◆ **TASK PROMPT**
Every record must be repeated precisely as it stands.
** Opening DATA SHOWN block **
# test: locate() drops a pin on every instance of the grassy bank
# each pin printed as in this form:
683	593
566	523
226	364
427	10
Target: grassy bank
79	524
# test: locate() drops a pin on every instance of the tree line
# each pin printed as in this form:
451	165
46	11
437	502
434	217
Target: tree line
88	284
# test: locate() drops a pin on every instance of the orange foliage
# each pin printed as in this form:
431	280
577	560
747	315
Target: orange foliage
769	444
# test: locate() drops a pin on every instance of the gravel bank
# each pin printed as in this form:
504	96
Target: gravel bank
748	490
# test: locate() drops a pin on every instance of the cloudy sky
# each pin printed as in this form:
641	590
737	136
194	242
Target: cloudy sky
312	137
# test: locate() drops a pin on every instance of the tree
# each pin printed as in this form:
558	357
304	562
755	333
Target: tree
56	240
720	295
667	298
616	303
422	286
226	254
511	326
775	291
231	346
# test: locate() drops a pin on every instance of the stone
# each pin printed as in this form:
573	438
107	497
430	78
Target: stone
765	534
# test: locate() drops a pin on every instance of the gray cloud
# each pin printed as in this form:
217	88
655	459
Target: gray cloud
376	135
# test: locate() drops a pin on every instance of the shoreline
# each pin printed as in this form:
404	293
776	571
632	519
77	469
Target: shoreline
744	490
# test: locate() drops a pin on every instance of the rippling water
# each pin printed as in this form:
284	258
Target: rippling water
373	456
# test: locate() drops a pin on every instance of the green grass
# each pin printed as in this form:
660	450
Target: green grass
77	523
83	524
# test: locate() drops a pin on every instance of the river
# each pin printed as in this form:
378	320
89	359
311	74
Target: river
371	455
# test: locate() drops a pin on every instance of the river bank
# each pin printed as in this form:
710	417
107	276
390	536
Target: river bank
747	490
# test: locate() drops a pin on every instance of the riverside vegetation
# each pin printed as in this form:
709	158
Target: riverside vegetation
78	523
** Closing DATA SHOWN block **
◆ **TASK SOLUTION**
# test: locate() drops a pin on every instance of the grassy bank
# each pin printed as in this form:
683	593
566	523
226	364
427	10
Target: grassy bank
79	524
# test: locate() drops a pin on every instance of the tree line
# each pin printed as in this form:
451	165
46	11
437	502
434	217
Target: tree line
88	284
# test: locate() drops a pin on every instance of the orange foliage
# each pin printed as in this form:
431	280
577	560
747	315
Target: orange foliage
769	444
# test: locate() drops a pin on every instance of the gravel bank
# each pin printed as in this form:
504	96
Target: gravel bank
748	490
# test: locate() drops a pin on every instance of the cloudy sky
# each pin printed as in this form:
641	590
737	136
194	242
Target: cloudy sky
312	137
# test: locate() drops a pin on every instance of the tree
# each pin printed as in this form:
558	357
304	562
755	333
Target: tree
56	240
720	295
667	298
616	303
422	286
226	254
511	326
775	291
231	346
# test: locate() drops a pin on every instance of the stone
# each pin printed as in this form:
573	438
107	497
430	78
Target: stone
765	534
# test: locate() drops a pin on every instance of the gray cloud
# each pin printed as in this form:
217	88
655	459
Target: gray cloud
376	135
# test: locate() drops a pin on every instance of the shoreline
# each pin printed as in this form:
404	293
776	571
632	519
77	469
Target: shoreline
744	490
# test: locate() drops a pin on every instance of the rippling water
# each pin printed as in this form:
284	258
Target: rippling water
373	456
# test: locate() drops a pin on every instance of the green grass
# each pin printed as in this form:
660	450
Target: green grass
77	523
83	524
# test: locate() drops a pin on every instance of the river
# each pin printed as in this form:
378	320
89	359
311	74
Target: river
371	455
# test: locate() drops a pin on every instance of the river bank
# each pin printed as in this form:
710	417
107	276
390	536
Target: river bank
747	490
# test: locate() drops a pin on every instance of the riverside vegetation
# each pin printed as in this form:
709	158
Target: riverside vegetation
78	523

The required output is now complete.